→ **Exercise passage**:
········
Notice that $\mathbb{C}$ is algebraically closed while $\mathbb{R}$ was not. I believe that's why the proof I just gave doesn't work for $\mathbb{R}$ , where we know there is a polynomial $P$ obeying $(\ast)$ .

Reid Barton (Apr 19 2023 at 05:34):

Here's a low-tech, hands-on proof that the single point $(0,0) \in \mathbb{C}^2$ cannot be the zero set of a single polynomial $P(x,y)$ .
Suppose it was. Write $P$ as a polynomial in $y$ : $P(x,y) = P_0(x) + P_1(x)y + P_2(x)y^2 + \cdots + P_n(x)y^n$ .

We know that for fixed $x = a \ne 0$ , the polynomial $P(a,y) \in \mathbb{C}[y]$ has no roots. On the other hand, $\mathbb{C}$ is algebraically closed so the only way this can happen is if $P(a,y)$ is a nonzero constant polynomial: i.e. $P_0(a) \ne 0$ , while $P_i(a) = 0$ for $i > 0$ .

Now consider a fixed $i > 0$ . We know that for every $a \ne 0$ , we're supposed to have $P_i(a) = 0$ . Since $\mathbb{C}$ is infinite, this can happen only if $P_i$ is the zero polynomial.

That means our original polynomial must have been of the form $P(x,y) = P_0(x)$ . But then, it is not possible that $(0,0)$ is the only root of $P$ . (The points $(0, b)$ for $b \ne 0$ would have to be roots also.)

Jean-Baptiste Vienney (Apr 19 2023 at 05:57):

Thanks, that's a very clear proof!

Jean-Baptiste Vienney (Apr 19 2023 at 05:59):

I will retain the trick of fixing one variable to obtain a one variable polynomial.

Jean-Baptiste Vienney (Apr 19 2023 at 06:01):

And then being able to use the algebraic closure.

John Baez (Apr 19 2023 at 06:20):

Thanks for giving a simpler proof, @Reid Barton!

John Baez (Apr 19 2023 at 06:23):

I was trying to see how to do it using general methods the way I imagine a professional would do it, but of course a real professional would know lots of ways to prove it.

John Baez (Apr 19 2023 at 06:25):

Is your idea related to the Rabinowitsch trick? It looks vaguely similar.

John Baez (Apr 19 2023 at 06:25):

(Your idea is a lot easier for me to understand than the Rabinowitsch trick.)

Jean-Baptiste Vienney (Apr 19 2023 at 06:47):

John Baez said:

I was trying to see how to do it using general methods the way I imagine a professional would do it, but of course a real professional would know lots of ways to prove it.

That was clearly useful, if you know the machinery and like theory, you can find your proof more simple too.

Reid Barton (Apr 19 2023 at 08:02):

Hmm, I'm not sure. In the background, I was thinking of constructible sets and quantifier elimination. But that is almost invisible, because it's so easy to say when a complex polynomial does (or doesn't) have a root.

Jean-Baptiste Vienney (Apr 19 2023 at 17:31):

Can you explain quickly how it is related to constructible sets and quantifier elimination? :)

John Baez (Apr 19 2023 at 18:26):

At least you're not saying "Quick question: how it is related to constructible sets and quantifier elimination?"

John Baez (Apr 19 2023 at 18:26):

I tend to say "Quick question $\implies$ long answer."
········
→ **Exercise prompt**:
Copy out the polynomial thread word for word, from "We know that for fixed" to "very clear proof!".
········
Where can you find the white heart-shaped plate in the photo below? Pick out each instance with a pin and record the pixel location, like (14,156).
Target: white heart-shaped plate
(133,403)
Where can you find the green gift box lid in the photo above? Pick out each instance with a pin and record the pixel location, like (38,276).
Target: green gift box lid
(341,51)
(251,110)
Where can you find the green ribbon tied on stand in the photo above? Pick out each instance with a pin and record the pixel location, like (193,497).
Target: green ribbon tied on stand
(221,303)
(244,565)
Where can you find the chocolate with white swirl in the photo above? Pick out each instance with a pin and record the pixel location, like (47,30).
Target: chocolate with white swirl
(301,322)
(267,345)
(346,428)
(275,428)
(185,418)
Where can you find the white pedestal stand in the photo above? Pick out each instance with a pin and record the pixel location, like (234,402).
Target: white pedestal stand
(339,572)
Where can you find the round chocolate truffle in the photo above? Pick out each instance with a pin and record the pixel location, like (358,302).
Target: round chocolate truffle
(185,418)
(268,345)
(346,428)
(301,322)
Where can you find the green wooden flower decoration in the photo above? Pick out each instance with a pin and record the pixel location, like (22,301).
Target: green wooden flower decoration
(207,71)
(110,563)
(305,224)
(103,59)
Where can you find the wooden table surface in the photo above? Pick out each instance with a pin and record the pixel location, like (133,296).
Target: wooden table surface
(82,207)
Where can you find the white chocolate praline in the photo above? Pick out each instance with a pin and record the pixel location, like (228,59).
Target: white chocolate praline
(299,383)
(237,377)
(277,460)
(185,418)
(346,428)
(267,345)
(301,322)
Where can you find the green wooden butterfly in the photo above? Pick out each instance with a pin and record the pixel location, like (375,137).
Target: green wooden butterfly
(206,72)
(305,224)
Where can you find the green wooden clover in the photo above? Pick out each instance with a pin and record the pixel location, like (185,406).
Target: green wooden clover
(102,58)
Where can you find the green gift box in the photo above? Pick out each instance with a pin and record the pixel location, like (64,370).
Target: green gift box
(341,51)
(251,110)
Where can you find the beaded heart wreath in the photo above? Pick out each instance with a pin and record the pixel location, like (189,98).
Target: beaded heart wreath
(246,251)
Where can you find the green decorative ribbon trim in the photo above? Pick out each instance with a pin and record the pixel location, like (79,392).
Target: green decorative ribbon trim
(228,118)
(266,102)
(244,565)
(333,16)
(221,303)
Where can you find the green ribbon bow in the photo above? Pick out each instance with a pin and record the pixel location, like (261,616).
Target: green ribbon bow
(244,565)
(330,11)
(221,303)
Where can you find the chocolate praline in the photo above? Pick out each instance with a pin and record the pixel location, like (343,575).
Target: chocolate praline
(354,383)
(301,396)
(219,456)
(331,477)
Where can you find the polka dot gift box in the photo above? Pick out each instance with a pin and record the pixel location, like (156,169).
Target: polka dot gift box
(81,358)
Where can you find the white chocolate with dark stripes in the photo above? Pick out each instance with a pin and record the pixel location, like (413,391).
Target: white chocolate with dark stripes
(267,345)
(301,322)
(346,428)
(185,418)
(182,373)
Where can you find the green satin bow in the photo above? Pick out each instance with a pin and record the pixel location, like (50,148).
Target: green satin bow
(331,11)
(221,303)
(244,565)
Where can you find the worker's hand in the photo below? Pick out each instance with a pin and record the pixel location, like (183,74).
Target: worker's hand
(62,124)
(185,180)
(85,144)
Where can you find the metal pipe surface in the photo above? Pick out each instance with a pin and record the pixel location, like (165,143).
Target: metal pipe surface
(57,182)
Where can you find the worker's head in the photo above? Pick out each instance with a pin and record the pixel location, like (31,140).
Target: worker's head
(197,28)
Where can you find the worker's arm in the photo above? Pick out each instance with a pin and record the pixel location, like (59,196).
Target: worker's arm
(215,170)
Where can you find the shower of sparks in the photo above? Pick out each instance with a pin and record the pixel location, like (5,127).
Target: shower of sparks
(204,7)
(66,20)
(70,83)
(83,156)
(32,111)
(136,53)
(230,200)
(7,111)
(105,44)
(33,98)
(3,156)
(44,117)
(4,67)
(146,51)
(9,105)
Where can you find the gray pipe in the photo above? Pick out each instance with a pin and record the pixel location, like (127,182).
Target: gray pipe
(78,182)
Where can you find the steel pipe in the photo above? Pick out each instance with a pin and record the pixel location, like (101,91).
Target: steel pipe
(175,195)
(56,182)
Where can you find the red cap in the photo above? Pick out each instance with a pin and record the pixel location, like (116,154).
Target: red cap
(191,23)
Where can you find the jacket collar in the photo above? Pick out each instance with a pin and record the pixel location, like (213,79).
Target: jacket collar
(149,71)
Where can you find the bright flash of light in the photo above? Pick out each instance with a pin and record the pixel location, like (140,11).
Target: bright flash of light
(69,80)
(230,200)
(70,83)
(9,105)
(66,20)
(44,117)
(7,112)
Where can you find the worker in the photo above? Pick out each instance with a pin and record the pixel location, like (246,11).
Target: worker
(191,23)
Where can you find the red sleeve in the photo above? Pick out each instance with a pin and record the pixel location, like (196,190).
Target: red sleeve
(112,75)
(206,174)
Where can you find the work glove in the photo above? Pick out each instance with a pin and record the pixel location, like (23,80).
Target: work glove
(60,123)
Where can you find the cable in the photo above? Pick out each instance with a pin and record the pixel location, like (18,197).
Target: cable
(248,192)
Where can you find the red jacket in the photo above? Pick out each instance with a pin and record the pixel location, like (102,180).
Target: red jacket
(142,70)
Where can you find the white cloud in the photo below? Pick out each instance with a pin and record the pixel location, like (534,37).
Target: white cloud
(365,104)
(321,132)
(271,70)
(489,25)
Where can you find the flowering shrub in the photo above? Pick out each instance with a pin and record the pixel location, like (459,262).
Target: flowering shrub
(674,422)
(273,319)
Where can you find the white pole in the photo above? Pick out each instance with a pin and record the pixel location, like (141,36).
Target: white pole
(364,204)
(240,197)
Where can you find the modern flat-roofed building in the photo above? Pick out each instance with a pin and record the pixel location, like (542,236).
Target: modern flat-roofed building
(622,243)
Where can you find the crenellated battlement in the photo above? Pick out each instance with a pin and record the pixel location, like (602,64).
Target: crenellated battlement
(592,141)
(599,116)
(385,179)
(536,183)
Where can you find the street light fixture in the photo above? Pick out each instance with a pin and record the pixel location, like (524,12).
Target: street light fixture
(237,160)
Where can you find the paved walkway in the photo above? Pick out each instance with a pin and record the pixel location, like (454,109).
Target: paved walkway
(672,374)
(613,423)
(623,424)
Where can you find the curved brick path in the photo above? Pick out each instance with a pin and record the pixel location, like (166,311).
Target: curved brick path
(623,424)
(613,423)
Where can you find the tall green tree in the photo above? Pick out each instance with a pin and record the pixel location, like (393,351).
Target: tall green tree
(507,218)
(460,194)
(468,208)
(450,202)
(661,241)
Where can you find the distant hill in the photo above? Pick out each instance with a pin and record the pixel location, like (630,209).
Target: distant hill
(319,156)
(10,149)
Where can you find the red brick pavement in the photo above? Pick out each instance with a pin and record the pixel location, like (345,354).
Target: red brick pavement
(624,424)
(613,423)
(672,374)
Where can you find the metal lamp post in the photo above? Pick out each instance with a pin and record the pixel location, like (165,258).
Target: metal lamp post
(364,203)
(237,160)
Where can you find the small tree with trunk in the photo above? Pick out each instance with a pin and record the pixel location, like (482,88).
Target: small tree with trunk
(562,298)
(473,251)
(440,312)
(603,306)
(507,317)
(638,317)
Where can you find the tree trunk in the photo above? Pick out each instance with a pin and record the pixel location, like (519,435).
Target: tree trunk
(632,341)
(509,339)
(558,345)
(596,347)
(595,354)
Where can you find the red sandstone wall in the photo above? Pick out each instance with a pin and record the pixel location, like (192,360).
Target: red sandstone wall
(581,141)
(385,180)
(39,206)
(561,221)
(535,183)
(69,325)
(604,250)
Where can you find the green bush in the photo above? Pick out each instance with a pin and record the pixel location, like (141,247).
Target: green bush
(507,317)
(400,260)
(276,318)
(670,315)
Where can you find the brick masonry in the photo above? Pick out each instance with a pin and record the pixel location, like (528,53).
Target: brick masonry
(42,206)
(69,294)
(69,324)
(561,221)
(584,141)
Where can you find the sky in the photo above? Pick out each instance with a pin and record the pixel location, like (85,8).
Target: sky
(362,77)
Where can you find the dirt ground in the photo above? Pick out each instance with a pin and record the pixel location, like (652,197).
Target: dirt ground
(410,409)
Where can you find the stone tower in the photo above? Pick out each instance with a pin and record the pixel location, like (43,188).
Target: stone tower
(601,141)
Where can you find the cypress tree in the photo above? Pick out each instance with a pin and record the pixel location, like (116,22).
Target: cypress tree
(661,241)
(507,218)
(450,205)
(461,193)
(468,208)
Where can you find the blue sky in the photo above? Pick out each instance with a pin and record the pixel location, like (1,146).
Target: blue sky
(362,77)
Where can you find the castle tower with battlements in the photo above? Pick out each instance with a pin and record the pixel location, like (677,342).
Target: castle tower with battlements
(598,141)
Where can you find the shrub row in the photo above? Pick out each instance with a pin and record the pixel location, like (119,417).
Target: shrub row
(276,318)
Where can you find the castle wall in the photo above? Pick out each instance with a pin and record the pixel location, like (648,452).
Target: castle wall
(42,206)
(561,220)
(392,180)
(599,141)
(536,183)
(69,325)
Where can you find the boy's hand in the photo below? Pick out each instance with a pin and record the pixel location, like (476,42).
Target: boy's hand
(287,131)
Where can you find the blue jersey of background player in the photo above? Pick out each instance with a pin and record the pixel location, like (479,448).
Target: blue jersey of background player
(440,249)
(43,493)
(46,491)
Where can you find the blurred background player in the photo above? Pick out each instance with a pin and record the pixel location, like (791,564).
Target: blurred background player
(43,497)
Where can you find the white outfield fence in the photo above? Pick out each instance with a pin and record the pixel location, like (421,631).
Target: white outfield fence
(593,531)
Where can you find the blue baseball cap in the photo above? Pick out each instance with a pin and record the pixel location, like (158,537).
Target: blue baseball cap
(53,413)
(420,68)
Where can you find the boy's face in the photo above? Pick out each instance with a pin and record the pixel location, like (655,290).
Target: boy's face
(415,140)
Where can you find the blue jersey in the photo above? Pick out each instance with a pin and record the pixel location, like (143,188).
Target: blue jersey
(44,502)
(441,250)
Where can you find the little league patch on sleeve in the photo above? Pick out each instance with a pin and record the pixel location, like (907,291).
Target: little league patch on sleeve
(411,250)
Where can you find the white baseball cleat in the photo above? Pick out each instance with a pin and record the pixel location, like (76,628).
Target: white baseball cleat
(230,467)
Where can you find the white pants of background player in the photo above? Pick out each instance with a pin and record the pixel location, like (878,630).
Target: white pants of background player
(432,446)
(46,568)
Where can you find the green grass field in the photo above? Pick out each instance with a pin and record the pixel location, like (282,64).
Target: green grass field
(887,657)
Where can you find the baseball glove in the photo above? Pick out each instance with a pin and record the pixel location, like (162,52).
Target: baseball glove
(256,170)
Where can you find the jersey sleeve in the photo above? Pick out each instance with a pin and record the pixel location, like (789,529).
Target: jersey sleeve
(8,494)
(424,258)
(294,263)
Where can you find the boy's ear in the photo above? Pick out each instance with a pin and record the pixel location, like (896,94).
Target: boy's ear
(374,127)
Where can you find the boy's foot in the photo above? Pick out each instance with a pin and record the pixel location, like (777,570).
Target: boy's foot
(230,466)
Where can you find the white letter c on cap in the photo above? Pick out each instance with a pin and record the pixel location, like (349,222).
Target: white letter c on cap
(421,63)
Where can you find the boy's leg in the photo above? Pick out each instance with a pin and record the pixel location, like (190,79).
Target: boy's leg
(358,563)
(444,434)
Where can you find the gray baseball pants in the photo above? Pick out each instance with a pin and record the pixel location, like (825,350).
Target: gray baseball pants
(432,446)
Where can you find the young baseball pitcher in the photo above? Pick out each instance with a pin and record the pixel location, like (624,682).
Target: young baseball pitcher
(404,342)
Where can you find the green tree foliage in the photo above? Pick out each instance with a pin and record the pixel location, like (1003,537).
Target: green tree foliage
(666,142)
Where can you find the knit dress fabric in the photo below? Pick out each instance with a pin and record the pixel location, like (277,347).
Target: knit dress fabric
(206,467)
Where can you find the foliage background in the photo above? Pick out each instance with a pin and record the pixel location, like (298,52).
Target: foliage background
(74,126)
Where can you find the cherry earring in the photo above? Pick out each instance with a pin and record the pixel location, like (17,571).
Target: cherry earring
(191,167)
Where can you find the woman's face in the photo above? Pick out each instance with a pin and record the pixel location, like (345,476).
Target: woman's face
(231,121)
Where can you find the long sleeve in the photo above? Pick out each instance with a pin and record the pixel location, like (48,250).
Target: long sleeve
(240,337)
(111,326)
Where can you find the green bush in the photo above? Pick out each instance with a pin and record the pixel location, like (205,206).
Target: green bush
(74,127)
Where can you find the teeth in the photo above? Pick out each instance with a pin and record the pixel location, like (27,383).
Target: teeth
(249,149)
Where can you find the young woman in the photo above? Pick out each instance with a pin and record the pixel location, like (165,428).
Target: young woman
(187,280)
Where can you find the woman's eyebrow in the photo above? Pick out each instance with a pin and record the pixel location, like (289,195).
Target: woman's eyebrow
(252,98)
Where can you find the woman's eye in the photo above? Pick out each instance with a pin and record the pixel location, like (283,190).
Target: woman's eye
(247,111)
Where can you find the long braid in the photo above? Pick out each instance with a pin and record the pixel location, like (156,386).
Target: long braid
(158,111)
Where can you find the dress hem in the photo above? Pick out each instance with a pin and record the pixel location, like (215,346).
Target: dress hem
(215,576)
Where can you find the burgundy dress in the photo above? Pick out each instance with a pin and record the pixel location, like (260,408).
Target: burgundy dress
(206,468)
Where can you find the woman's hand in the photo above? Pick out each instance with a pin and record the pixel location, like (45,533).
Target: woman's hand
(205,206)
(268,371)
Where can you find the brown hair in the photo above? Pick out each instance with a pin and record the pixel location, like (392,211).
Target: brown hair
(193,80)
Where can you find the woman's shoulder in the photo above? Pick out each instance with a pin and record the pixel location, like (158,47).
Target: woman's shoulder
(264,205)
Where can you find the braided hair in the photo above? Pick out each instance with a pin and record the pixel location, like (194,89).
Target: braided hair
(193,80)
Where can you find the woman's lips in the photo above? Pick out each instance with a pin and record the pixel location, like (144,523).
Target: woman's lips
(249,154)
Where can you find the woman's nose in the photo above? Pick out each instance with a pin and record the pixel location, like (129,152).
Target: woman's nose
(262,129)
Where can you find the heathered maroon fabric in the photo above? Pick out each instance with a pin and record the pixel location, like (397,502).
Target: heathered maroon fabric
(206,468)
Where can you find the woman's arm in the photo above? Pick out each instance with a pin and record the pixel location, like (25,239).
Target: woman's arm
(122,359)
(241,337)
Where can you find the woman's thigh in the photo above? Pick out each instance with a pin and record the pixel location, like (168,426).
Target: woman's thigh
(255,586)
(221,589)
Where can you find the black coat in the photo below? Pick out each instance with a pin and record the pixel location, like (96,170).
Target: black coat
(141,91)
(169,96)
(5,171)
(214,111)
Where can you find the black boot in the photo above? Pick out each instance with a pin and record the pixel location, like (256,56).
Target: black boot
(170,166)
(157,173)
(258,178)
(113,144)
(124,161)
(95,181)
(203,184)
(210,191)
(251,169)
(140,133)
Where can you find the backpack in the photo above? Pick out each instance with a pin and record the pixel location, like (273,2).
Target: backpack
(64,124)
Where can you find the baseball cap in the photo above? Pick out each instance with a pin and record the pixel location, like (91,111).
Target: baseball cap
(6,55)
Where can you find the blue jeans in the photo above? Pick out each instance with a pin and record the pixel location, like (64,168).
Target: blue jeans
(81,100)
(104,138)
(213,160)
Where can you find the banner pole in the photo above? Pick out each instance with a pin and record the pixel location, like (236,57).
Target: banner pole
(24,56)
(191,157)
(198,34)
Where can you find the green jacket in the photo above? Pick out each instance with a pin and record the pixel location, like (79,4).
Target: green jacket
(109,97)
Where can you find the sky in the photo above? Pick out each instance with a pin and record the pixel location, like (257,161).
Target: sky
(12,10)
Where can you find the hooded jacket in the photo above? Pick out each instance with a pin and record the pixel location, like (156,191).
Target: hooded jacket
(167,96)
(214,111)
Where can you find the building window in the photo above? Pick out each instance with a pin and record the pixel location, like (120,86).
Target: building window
········
→ **Response**:
We know that for fixed $x = a \ne 0$ , the polynomial $P(a,y) \in \mathbb{C}[y]$ has no roots. On the other hand, $\mathbb{C}$ is algebraically closed so the only way this can happen is if $P(a,y)$ is a nonzero constant polynomial: i.e. $P_0(a) \ne 0$ , while $P_i(a) = 0$ for $i > 0$ .

Now consider a fixed $i > 0$ . We know that for every $a \ne 0$ , we're supposed to have $P_i(a) = 0$ . Since $\mathbb{C}$ is infinite, this can happen only if $P_i$ is the zero polynomial.

That means our original polynomial must have been of the form $P(x,y) = P_0(x)$ . But then, it is not possible that $(0,0)$ is the only root of $P$ . (The points $(0, b)$ for $b \ne 0$ would have to be roots also.)

Jean-Baptiste Vienney (Apr 19 2023 at 05:57):

Thanks, that's a very clear proof!